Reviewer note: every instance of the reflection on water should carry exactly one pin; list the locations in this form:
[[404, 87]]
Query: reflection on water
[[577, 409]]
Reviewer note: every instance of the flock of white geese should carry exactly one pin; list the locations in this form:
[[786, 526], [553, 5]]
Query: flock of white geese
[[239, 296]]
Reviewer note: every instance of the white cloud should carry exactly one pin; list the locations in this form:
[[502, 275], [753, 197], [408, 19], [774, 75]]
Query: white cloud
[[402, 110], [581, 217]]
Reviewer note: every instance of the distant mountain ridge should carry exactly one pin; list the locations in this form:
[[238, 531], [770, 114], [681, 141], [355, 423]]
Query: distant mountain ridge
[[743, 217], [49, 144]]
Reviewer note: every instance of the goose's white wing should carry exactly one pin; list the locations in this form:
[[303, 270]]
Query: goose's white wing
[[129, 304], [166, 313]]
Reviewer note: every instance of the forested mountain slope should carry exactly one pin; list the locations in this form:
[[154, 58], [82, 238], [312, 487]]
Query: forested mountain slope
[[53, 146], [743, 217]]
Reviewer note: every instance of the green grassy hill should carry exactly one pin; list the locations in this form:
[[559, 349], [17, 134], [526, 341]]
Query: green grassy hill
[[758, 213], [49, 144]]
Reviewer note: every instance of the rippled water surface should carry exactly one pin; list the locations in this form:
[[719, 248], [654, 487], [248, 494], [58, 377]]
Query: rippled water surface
####
▶ _TASK ITEM_
Using the data above, copy each line that contains "surface".

▶ _REPLY_
Reviewer note: every instance of the rippled water surface should carry exactly one pin; list the locations in this form:
Query: rippled water surface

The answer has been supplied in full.